— begin Records shown —

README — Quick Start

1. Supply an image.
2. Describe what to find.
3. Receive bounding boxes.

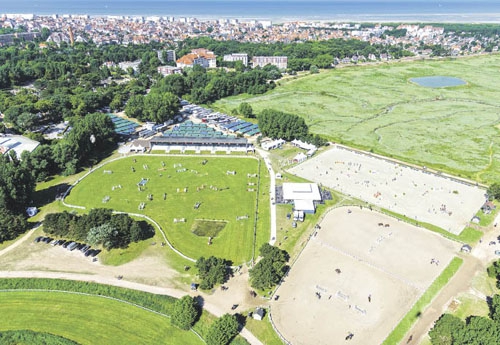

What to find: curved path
[0,224,41,256]
[400,226,498,345]
[257,149,277,245]
[0,271,263,345]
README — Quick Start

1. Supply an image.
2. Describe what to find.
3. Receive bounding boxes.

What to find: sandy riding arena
[290,145,485,234]
[271,207,459,345]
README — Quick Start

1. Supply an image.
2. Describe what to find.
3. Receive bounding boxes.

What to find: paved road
[0,271,263,345]
[257,149,276,245]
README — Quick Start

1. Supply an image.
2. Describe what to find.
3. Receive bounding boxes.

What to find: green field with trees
[213,55,500,183]
[0,278,248,345]
[0,291,203,345]
[66,156,269,265]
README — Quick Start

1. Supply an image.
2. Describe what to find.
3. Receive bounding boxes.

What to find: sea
[0,0,500,23]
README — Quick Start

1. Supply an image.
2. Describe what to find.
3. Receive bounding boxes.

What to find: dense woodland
[250,243,290,290]
[43,208,154,250]
[429,260,500,345]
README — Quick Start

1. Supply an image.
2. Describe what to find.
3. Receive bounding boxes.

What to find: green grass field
[213,55,500,183]
[66,156,269,264]
[0,291,203,345]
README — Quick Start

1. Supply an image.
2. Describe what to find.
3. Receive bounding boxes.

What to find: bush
[206,314,239,345]
[196,256,230,290]
[170,296,200,331]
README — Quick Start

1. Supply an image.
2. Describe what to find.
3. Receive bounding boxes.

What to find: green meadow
[213,55,500,183]
[66,156,269,264]
[0,291,204,345]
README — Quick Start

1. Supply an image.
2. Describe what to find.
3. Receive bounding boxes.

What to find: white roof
[293,152,307,162]
[293,199,315,212]
[0,134,40,158]
[283,183,321,201]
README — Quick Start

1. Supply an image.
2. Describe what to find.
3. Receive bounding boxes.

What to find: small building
[224,53,248,66]
[481,201,497,214]
[283,183,322,214]
[252,308,266,321]
[293,152,307,163]
[0,134,40,158]
[460,244,472,253]
[260,139,286,151]
[252,56,288,69]
[157,66,182,77]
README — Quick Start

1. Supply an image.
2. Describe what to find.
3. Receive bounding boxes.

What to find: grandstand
[220,120,260,136]
[107,114,139,135]
[163,121,234,138]
[150,121,254,153]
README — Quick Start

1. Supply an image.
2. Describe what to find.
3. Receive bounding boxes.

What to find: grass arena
[272,207,459,345]
[289,145,486,235]
[66,155,269,264]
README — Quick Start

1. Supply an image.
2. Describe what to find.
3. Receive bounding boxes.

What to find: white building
[224,53,248,66]
[157,66,182,77]
[176,48,217,68]
[0,134,40,158]
[252,56,288,69]
[290,139,318,157]
[283,183,321,213]
[260,139,286,151]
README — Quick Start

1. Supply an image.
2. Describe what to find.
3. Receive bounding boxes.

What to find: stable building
[283,183,321,214]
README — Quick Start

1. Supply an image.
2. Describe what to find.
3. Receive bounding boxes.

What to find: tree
[87,223,118,250]
[429,314,465,345]
[143,92,181,123]
[489,294,500,326]
[313,54,333,68]
[238,102,255,118]
[0,208,28,243]
[0,151,35,214]
[257,109,308,141]
[196,256,229,290]
[170,296,199,331]
[309,65,319,74]
[206,314,239,345]
[250,243,289,290]
[487,182,500,200]
[125,94,144,119]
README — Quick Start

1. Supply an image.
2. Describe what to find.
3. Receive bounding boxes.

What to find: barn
[283,183,321,214]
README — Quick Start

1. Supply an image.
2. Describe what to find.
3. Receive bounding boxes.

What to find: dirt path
[400,256,485,344]
[400,227,498,345]
[0,225,40,256]
[0,271,263,345]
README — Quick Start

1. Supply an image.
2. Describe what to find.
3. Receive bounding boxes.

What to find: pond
[410,76,466,88]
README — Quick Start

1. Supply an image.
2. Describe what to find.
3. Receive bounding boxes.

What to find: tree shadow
[33,183,70,207]
[193,295,205,323]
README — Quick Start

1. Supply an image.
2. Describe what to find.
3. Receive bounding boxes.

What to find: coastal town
[0,14,500,59]
[0,4,500,345]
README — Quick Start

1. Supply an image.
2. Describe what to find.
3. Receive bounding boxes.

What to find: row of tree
[178,37,413,71]
[429,260,500,345]
[170,296,240,345]
[43,208,154,250]
[257,109,326,146]
[250,243,290,290]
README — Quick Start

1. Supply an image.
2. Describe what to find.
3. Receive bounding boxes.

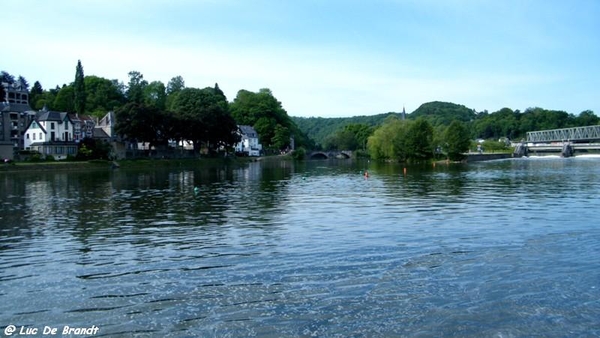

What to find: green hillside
[291,112,402,145]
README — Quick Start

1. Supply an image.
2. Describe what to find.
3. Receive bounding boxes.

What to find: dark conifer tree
[73,60,86,114]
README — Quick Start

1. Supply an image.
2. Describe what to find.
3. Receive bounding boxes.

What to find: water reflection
[0,159,600,337]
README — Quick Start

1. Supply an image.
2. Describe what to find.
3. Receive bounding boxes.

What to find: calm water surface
[0,158,600,337]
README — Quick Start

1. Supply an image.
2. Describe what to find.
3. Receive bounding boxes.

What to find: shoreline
[0,158,258,174]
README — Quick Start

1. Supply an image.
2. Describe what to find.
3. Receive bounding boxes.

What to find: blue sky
[0,0,600,117]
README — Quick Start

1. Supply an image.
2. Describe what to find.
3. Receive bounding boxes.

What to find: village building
[235,125,262,156]
[0,81,35,160]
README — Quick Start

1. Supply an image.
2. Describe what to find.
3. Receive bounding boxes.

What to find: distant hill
[291,112,402,145]
[291,101,477,144]
[291,101,600,145]
[407,101,477,127]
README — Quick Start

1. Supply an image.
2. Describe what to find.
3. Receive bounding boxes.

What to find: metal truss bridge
[527,125,600,143]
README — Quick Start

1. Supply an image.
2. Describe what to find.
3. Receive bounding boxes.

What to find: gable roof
[37,111,66,122]
[238,125,258,138]
[25,119,46,134]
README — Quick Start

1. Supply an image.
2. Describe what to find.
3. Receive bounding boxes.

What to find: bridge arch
[307,150,352,160]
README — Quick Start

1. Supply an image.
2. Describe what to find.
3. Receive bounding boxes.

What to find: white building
[24,111,77,160]
[235,126,262,156]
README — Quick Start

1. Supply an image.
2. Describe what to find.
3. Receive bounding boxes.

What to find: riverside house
[235,125,262,156]
[24,110,77,160]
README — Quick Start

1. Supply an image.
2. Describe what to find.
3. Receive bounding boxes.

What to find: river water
[0,157,600,337]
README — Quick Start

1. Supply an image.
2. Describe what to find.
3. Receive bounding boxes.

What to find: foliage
[230,88,307,150]
[444,120,471,161]
[84,75,126,118]
[0,71,15,84]
[115,102,170,147]
[367,118,410,161]
[323,123,373,151]
[291,112,401,149]
[292,147,306,160]
[126,71,148,103]
[53,84,75,112]
[29,81,44,109]
[73,60,86,114]
[404,118,433,162]
[408,101,477,126]
[75,137,111,161]
[172,87,239,150]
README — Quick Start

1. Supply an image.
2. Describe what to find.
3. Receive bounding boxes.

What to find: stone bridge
[306,150,353,160]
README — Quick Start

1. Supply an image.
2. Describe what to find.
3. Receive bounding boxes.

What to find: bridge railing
[527,125,600,143]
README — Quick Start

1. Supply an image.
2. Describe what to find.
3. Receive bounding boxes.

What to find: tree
[367,116,411,161]
[144,81,167,110]
[167,75,185,95]
[172,87,239,151]
[73,60,86,115]
[0,71,15,84]
[29,81,44,109]
[126,71,148,103]
[271,124,290,150]
[17,75,29,90]
[84,75,126,118]
[230,88,300,149]
[444,120,471,161]
[53,84,75,112]
[406,118,433,162]
[0,82,6,102]
[115,102,170,147]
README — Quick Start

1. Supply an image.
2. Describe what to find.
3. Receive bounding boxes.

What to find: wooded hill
[291,101,600,146]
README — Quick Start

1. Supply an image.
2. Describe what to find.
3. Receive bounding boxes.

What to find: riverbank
[0,157,256,173]
[467,153,513,162]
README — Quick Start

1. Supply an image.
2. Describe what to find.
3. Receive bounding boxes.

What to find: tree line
[294,102,600,161]
[1,61,307,152]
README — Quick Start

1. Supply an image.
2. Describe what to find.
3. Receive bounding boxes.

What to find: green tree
[271,124,290,150]
[230,88,301,150]
[166,75,185,95]
[0,71,15,84]
[53,84,75,113]
[144,81,167,110]
[73,60,86,114]
[444,120,471,161]
[405,118,433,162]
[172,87,239,151]
[367,116,412,161]
[126,71,148,103]
[84,75,126,118]
[29,81,44,109]
[115,102,170,147]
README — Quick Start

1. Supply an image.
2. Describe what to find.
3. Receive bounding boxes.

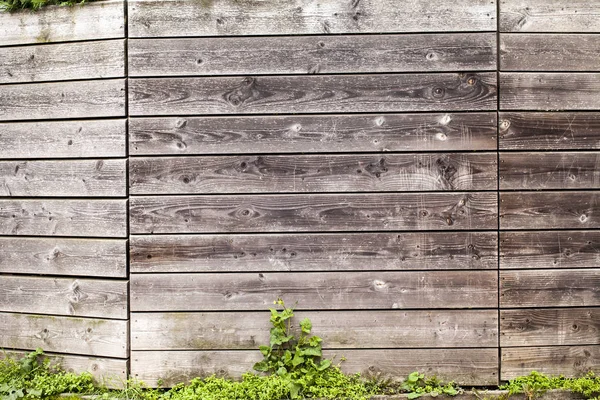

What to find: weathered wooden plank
[131,310,498,350]
[0,276,127,319]
[130,232,498,273]
[131,271,496,311]
[0,159,127,197]
[130,192,496,234]
[0,40,125,83]
[500,268,600,308]
[499,72,600,111]
[500,346,600,380]
[500,308,600,347]
[130,153,496,194]
[500,191,600,229]
[500,34,600,71]
[131,349,498,386]
[500,231,600,269]
[0,0,125,46]
[128,32,496,76]
[0,199,127,237]
[499,152,600,190]
[0,119,126,159]
[130,72,496,116]
[0,237,127,278]
[0,79,125,121]
[130,113,496,155]
[500,0,600,32]
[0,313,129,358]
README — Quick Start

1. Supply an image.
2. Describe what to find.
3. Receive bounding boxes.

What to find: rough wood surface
[0,237,127,278]
[0,39,125,83]
[131,271,496,311]
[0,313,129,358]
[500,308,600,347]
[0,119,126,159]
[0,199,127,237]
[130,153,496,194]
[0,275,127,319]
[500,268,600,308]
[127,72,496,116]
[130,232,498,273]
[130,192,496,234]
[130,113,496,155]
[128,32,496,76]
[0,159,127,197]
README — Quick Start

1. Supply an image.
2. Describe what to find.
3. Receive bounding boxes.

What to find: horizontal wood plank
[0,199,127,237]
[127,72,497,116]
[500,268,600,308]
[131,271,497,311]
[0,275,127,319]
[0,237,127,278]
[0,79,125,121]
[130,153,496,194]
[0,159,127,197]
[0,119,126,159]
[130,192,496,234]
[130,113,496,155]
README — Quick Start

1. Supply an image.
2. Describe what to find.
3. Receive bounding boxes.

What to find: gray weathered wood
[500,308,600,347]
[500,268,600,308]
[131,271,496,311]
[0,199,127,237]
[500,0,600,32]
[500,191,600,229]
[130,153,496,194]
[128,32,496,76]
[130,72,496,116]
[0,237,127,278]
[0,159,127,197]
[0,79,125,121]
[499,72,600,111]
[130,113,496,155]
[0,119,126,159]
[0,276,127,319]
[0,313,129,358]
[130,232,498,273]
[128,0,496,37]
[130,192,496,234]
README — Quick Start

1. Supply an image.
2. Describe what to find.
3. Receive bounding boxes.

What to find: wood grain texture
[500,268,600,308]
[0,159,127,197]
[127,72,496,116]
[0,237,127,278]
[128,0,496,37]
[500,308,600,347]
[500,191,600,229]
[130,232,498,273]
[0,275,128,319]
[131,271,496,311]
[128,32,496,76]
[0,0,125,46]
[500,0,600,32]
[0,119,126,159]
[500,34,600,71]
[0,199,127,237]
[498,152,600,190]
[130,153,496,194]
[0,313,129,358]
[131,349,498,386]
[499,72,600,111]
[130,192,496,234]
[0,39,125,83]
[130,113,496,155]
[131,310,498,350]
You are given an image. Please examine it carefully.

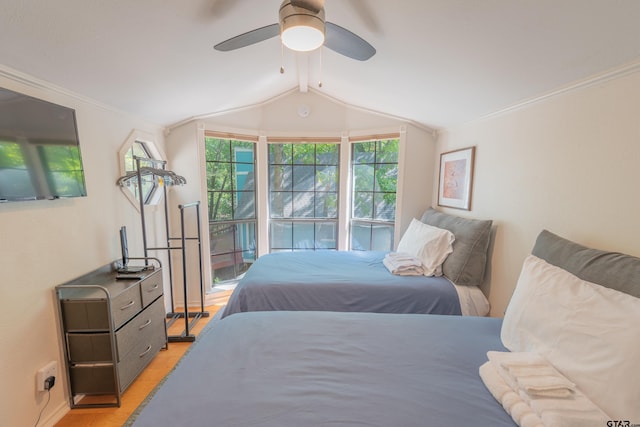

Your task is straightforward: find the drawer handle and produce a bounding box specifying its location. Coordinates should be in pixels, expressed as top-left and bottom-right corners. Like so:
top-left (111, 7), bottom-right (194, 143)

top-left (120, 301), bottom-right (136, 310)
top-left (138, 319), bottom-right (151, 331)
top-left (138, 345), bottom-right (151, 357)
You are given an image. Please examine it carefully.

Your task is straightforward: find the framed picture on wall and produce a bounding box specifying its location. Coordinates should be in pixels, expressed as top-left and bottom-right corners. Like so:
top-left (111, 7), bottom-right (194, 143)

top-left (438, 147), bottom-right (476, 211)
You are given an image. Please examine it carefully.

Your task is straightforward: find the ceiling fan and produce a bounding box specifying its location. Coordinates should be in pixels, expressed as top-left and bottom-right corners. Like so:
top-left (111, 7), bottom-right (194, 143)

top-left (214, 0), bottom-right (376, 61)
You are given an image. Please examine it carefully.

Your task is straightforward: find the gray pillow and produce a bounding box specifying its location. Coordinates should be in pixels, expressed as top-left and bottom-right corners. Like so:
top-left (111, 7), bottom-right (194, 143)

top-left (531, 230), bottom-right (640, 298)
top-left (421, 208), bottom-right (493, 286)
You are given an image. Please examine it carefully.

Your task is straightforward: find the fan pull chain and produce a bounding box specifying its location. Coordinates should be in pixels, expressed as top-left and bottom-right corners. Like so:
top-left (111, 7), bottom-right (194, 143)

top-left (280, 40), bottom-right (284, 74)
top-left (318, 48), bottom-right (322, 87)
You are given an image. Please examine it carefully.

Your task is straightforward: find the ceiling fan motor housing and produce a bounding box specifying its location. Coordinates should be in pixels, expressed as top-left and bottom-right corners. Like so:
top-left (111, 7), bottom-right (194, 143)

top-left (280, 0), bottom-right (325, 51)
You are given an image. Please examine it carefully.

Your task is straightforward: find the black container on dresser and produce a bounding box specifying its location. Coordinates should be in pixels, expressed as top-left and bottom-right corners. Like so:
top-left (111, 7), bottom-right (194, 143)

top-left (56, 258), bottom-right (167, 408)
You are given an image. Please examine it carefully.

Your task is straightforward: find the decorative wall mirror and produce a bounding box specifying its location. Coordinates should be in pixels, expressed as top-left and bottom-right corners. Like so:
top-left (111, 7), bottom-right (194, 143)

top-left (118, 130), bottom-right (164, 208)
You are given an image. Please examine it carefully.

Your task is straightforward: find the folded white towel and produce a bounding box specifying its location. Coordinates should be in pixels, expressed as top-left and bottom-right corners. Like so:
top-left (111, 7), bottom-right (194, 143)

top-left (479, 362), bottom-right (544, 427)
top-left (509, 369), bottom-right (575, 397)
top-left (480, 352), bottom-right (610, 427)
top-left (382, 252), bottom-right (424, 276)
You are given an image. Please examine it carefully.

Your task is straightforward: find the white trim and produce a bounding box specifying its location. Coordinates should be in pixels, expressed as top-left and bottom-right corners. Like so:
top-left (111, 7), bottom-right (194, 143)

top-left (460, 60), bottom-right (640, 128)
top-left (337, 134), bottom-right (352, 250)
top-left (256, 135), bottom-right (269, 256)
top-left (0, 64), bottom-right (165, 129)
top-left (167, 87), bottom-right (438, 138)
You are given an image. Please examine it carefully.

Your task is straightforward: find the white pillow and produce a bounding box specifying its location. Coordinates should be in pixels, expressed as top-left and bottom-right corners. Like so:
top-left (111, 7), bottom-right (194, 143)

top-left (501, 255), bottom-right (640, 423)
top-left (397, 218), bottom-right (455, 276)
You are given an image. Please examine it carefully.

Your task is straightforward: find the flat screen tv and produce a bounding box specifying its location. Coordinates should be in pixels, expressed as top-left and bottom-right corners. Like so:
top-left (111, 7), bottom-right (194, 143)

top-left (0, 88), bottom-right (87, 203)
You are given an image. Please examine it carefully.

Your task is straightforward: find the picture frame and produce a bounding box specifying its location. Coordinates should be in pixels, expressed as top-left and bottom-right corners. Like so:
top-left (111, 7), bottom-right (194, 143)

top-left (438, 146), bottom-right (476, 211)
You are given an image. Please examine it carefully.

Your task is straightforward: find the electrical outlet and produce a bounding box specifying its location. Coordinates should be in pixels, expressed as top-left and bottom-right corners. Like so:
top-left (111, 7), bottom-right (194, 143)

top-left (36, 360), bottom-right (58, 391)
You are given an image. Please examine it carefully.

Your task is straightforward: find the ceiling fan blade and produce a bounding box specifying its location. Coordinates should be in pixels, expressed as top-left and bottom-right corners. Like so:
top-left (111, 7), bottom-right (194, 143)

top-left (324, 22), bottom-right (376, 61)
top-left (291, 0), bottom-right (324, 13)
top-left (213, 24), bottom-right (280, 52)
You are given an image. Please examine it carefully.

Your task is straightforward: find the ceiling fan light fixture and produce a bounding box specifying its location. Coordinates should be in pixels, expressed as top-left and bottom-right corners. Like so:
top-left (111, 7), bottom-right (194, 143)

top-left (280, 1), bottom-right (325, 52)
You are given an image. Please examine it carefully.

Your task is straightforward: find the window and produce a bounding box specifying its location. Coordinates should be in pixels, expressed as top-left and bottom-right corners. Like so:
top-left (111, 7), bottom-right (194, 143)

top-left (350, 138), bottom-right (399, 251)
top-left (269, 142), bottom-right (340, 252)
top-left (205, 134), bottom-right (256, 283)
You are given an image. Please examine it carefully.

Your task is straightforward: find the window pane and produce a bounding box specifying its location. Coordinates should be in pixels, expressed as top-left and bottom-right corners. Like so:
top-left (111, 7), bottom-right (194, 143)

top-left (293, 191), bottom-right (315, 218)
top-left (316, 144), bottom-right (339, 165)
top-left (269, 144), bottom-right (293, 165)
top-left (314, 193), bottom-right (338, 218)
top-left (293, 223), bottom-right (315, 249)
top-left (292, 165), bottom-right (315, 191)
top-left (233, 191), bottom-right (256, 219)
top-left (205, 137), bottom-right (256, 282)
top-left (270, 222), bottom-right (293, 249)
top-left (269, 165), bottom-right (293, 191)
top-left (376, 139), bottom-right (399, 163)
top-left (350, 139), bottom-right (399, 250)
top-left (293, 144), bottom-right (316, 165)
top-left (374, 165), bottom-right (398, 193)
top-left (270, 192), bottom-right (293, 218)
top-left (353, 142), bottom-right (376, 163)
top-left (351, 223), bottom-right (371, 251)
top-left (207, 191), bottom-right (233, 221)
top-left (269, 143), bottom-right (340, 251)
top-left (352, 192), bottom-right (373, 219)
top-left (373, 193), bottom-right (396, 221)
top-left (233, 159), bottom-right (255, 190)
top-left (353, 165), bottom-right (375, 191)
top-left (315, 222), bottom-right (338, 249)
top-left (370, 225), bottom-right (393, 251)
top-left (315, 166), bottom-right (338, 191)
top-left (205, 138), bottom-right (231, 162)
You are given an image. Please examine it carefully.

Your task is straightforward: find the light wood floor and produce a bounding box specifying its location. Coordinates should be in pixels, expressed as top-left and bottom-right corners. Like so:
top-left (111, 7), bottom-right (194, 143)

top-left (56, 305), bottom-right (228, 427)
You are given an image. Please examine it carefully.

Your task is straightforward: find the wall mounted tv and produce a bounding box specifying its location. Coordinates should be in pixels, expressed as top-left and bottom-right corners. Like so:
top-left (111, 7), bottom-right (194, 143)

top-left (0, 88), bottom-right (87, 203)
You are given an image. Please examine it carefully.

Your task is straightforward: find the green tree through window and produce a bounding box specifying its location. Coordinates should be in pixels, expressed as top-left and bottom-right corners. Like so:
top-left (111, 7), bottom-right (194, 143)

top-left (350, 139), bottom-right (399, 250)
top-left (205, 136), bottom-right (256, 282)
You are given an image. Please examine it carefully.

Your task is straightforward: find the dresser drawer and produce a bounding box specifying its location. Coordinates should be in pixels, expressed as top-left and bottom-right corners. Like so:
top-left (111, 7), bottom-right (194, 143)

top-left (118, 320), bottom-right (166, 392)
top-left (69, 364), bottom-right (116, 394)
top-left (60, 299), bottom-right (111, 331)
top-left (67, 332), bottom-right (113, 363)
top-left (140, 272), bottom-right (164, 307)
top-left (116, 298), bottom-right (166, 361)
top-left (111, 283), bottom-right (142, 329)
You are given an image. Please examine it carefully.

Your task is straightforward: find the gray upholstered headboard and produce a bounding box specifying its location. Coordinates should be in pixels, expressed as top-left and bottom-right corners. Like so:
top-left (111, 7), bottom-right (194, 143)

top-left (531, 230), bottom-right (640, 298)
top-left (420, 208), bottom-right (493, 286)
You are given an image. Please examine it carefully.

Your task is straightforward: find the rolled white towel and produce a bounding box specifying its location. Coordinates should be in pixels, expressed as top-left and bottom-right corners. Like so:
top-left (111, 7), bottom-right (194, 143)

top-left (487, 352), bottom-right (610, 427)
top-left (479, 362), bottom-right (544, 427)
top-left (382, 252), bottom-right (424, 276)
top-left (509, 368), bottom-right (576, 397)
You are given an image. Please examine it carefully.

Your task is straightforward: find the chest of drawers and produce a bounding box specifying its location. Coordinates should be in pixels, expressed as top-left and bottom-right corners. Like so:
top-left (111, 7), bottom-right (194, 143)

top-left (56, 265), bottom-right (167, 408)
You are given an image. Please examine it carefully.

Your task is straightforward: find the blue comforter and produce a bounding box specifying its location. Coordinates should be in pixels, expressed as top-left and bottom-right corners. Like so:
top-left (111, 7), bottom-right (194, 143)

top-left (134, 311), bottom-right (515, 427)
top-left (223, 251), bottom-right (461, 317)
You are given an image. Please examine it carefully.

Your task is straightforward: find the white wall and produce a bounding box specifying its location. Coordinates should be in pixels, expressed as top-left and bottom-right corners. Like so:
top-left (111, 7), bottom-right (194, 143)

top-left (167, 90), bottom-right (435, 304)
top-left (433, 72), bottom-right (640, 316)
top-left (0, 68), bottom-right (164, 426)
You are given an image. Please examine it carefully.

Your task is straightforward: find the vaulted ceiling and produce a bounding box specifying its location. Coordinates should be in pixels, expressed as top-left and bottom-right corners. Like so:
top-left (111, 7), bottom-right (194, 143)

top-left (0, 0), bottom-right (640, 128)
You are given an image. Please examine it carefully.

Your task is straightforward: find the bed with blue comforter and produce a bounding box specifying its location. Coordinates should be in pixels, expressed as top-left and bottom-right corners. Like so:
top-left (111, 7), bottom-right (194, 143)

top-left (223, 208), bottom-right (492, 317)
top-left (134, 311), bottom-right (514, 427)
top-left (223, 251), bottom-right (462, 317)
top-left (126, 231), bottom-right (640, 427)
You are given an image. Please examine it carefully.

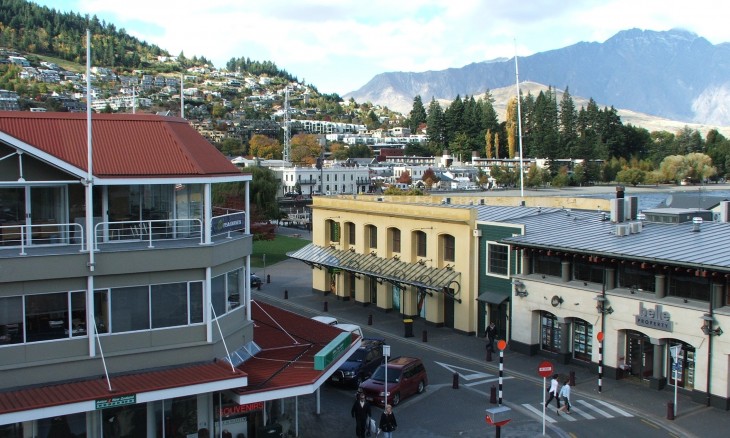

— end Records shown —

Exercise: List each line in the records above that contains the string "gray".

Result for this task:
What to find: gray weathered wood
Your task is straightforward: find the gray pillow and produce a bounding box specifying its location. Coordinates should be in pixels, expressed as top-left and bottom-right corners. Like so:
Your task is straightforward: find the gray upholstered headboard and produce a bounding box specifying its location. Coordinates should be in pixels, expressed as top-left and bottom-right corners. Like so:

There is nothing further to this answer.